**Exercise description**
Reproduce every record exactly as it appears, but not the pictures.

**Image location labeling entries**
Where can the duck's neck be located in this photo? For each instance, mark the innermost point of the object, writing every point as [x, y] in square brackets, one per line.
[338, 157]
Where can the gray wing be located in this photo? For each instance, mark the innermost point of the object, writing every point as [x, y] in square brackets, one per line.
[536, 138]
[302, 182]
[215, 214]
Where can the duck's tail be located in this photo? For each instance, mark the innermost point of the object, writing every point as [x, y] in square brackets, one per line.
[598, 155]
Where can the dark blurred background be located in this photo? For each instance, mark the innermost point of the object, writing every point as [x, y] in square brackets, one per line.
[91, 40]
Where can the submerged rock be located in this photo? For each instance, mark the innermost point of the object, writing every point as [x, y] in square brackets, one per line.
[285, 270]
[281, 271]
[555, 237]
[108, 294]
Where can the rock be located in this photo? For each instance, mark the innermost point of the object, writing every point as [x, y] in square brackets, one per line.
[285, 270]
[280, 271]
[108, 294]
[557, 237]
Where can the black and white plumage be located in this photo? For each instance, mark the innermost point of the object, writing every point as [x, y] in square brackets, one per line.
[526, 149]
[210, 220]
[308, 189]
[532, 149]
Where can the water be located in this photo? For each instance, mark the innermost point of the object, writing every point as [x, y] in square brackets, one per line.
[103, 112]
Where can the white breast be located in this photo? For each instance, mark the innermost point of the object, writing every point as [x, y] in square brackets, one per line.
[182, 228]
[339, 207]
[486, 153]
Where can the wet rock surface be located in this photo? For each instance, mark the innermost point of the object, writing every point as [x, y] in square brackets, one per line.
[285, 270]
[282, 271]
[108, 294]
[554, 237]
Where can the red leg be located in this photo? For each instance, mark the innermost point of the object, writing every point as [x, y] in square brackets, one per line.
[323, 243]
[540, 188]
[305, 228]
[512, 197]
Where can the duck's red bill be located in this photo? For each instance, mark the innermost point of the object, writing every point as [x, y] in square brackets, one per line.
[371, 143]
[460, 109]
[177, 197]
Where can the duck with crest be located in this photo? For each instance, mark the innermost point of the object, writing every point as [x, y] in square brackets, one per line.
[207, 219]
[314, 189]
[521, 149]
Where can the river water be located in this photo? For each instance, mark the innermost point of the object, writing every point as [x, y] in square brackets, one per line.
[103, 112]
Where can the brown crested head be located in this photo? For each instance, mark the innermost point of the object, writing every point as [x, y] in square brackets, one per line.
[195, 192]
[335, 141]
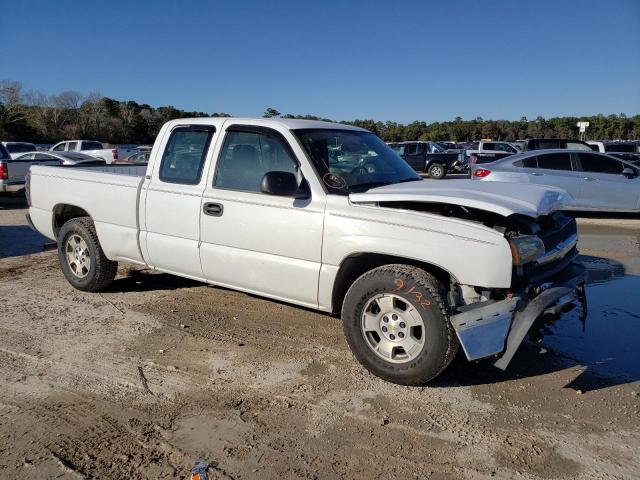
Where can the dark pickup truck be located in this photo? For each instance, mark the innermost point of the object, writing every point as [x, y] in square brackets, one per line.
[430, 158]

**Task output**
Where can the duck's neck be located in this photo? For each instance, mark the innermost point of the object, writing every point as [x, y] in square brackets, one per line.
[338, 157]
Where can the gray wing be located in this photo? For each instance, mark the innermost point of the object, writing every point as [x, y] in square brackets, one per line.
[536, 138]
[302, 182]
[215, 214]
Where can the duck's tail be located in this photo? For each instance, mark the innermost point of the object, writing every point as [x, y] in square brackets, one per line.
[598, 155]
Where can the dark blurred background be located in this photo? For each instance, mark the innermost point of the object, writing every point as [x, y] in square brackets, one per line.
[91, 40]
Where can the submerged rock be located in this photo? For each instance, mark the innermost point of the object, writing every point as [x, y] in square brackets, one per line.
[285, 270]
[281, 271]
[555, 237]
[108, 294]
Where can the rock be located in this photo? For each instance, mark the innermost point of the object, writing every point as [x, y] in square brackets, one per line.
[285, 270]
[280, 271]
[108, 294]
[557, 237]
Where can the black and white plumage be located in this photo? For each instance, mark the innermost point of the object, writing every point as [x, y] in square brackets, one per line.
[526, 149]
[210, 220]
[308, 189]
[532, 149]
Where can the water be located in this photo? For each instance, mark the innermost point of the object, writing every point as [x, y] in square brackets, one per line.
[103, 112]
Where can the white breast be located in this photo? For each instance, mark the innermost point of the object, writing every point as [x, y] in square brackets, one per line.
[182, 228]
[339, 207]
[486, 153]
Where can the wet rock surface be located in this photo? For each instance, mark the innermost point of the object, writing every point as [x, y] in square brackets, one per line.
[285, 270]
[282, 271]
[108, 294]
[554, 237]
Where can the red leg be located in this photo? For each instance, mark the innermost point of the object, writing every point as [x, y] in square brackets, one per line.
[323, 243]
[540, 188]
[305, 228]
[512, 197]
Where can the duck's red bill be located in this photo? For each instance, mark the innermost point of the object, writing every point as [x, y] in square brackets, one per line.
[371, 143]
[460, 109]
[177, 197]
Where can the duck with crest be located in this photo? For each instance, mark the innermost point of the object, writing every point as [x, y] in square brackets, one per line.
[207, 219]
[314, 189]
[521, 149]
Where can the river water be located in this photo? For each instance, mark the innermost point of the object, writing every point as [x, y] in square brackets, one per line.
[103, 112]
Where can the brown crested head be located in this photo? For each instance, mark the innermost point of the object, writing every point as [x, y] in square brackets, one per line.
[195, 192]
[335, 141]
Where can the dark pickup truck be located in this photo? For each instance, mark the innermost point of the object, writing every point as [x, y] in square brackets, one per line.
[430, 158]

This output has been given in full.